→ **Task list**
[1] In the federated governance article, translate this sentence into Spanish: "Both work simultaneously because the model separates the two concerns."
[2] Answer these questions using the federated governance article:
(a) Through which engine did the analytics group start running interactive queries against the dataset?
(b) The row-level filters are described as a basic safeguard under which regulation?
(c) Which engine does the article list for streaming?

— BEGIN Source text —

The Federated Governance Gap No Data Catalog Has Solved Until Now

June 24, 2026

10 minute

Your team set up row-level filters in Spark last quarter. Analysts in the Americas can't see European customer rows. It's a basic GDPR safeguard, and the security team signed off.

Last week, the analytics group started running interactive queries against the same dataset through Trino. The filters don't apply. An Americas analyst can pull every European row through Trino without tripping any of the controls. The policy lives in the Spark catalog. Trino reads from a different catalog and has never heard of it.

This is what federated governance failure actually looks like. It is also what Apache Gravitino was designed to prevent.

What Federated Data Governance Is Actually Trying to Solve

Federated governance solves a structural problem that becomes visible the moment your data architecture spans more than one engine. The model distributes data ownership to the domain teams that produce and use the data, while keeping policy enforcement centralized and consistent. A finance team owns and operates its sales data; a security team defines and enforces who can access it. Both work simultaneously because the model separates the two concerns.

Multi-engine data governance becomes architecturally necessary in enterprise environments because centralized governance breaks down. Centralized models assume a single team controls both data and policy, which works in a single warehouse with a single engine. As enterprises add Spark for batch processing, Trino for interactive analytics, Flink for streaming, and AI workloads with their own data access patterns, the centralized team becomes a bottleneck. Data engineering teams wait on governance reviews. Governance teams cannot keep up with the variety of engine-specific access patterns. The single-team model collapses under its own weight.

— END Source text —
— BEGIN Data rows —

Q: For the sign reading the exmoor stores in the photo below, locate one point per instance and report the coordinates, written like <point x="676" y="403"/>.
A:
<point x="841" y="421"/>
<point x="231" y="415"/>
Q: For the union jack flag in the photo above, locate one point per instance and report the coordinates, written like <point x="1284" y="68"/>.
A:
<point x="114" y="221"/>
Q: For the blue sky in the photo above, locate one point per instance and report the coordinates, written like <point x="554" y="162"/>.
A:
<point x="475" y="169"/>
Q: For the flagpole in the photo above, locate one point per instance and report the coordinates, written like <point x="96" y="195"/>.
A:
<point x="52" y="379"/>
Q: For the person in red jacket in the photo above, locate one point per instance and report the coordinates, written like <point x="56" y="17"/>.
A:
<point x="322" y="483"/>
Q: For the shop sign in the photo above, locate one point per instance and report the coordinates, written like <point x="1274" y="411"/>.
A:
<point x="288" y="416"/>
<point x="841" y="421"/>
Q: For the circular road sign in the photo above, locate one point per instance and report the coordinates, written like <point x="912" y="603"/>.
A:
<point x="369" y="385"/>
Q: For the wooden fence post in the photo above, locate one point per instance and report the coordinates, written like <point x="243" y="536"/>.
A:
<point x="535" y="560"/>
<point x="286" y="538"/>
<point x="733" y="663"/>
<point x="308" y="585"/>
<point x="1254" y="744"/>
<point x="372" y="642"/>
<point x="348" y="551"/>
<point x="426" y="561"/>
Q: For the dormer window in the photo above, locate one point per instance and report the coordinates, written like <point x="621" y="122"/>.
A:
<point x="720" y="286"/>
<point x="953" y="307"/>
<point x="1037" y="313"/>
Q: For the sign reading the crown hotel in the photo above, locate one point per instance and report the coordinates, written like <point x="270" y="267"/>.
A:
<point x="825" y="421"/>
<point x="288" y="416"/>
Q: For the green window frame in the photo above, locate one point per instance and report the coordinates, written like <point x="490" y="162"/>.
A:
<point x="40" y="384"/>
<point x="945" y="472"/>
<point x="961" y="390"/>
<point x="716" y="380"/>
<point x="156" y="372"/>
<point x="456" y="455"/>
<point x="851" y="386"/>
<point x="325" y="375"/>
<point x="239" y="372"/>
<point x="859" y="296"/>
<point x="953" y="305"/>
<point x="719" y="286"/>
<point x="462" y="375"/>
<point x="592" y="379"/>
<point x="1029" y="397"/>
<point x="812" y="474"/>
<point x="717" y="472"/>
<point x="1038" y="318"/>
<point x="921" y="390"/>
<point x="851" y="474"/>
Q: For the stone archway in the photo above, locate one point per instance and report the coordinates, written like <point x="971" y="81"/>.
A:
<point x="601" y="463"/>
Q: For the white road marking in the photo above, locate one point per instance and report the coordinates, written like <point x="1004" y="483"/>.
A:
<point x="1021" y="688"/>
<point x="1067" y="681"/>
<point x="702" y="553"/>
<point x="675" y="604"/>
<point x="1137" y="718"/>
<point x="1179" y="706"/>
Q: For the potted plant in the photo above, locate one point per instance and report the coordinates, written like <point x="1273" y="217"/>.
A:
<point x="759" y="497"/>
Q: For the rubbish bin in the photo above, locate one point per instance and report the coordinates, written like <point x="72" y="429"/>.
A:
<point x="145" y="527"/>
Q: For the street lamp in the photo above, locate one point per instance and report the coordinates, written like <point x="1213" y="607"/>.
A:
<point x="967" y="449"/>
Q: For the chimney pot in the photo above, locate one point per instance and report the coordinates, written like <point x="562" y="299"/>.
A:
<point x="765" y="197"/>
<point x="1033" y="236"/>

— END Data rows —

→ **Answers to the problems**
[1] Ambos funcionan simultáneamente porque el modelo separa las dos responsabilidades.

[2]
(a) Trino
(b) GDPR
(c) Flink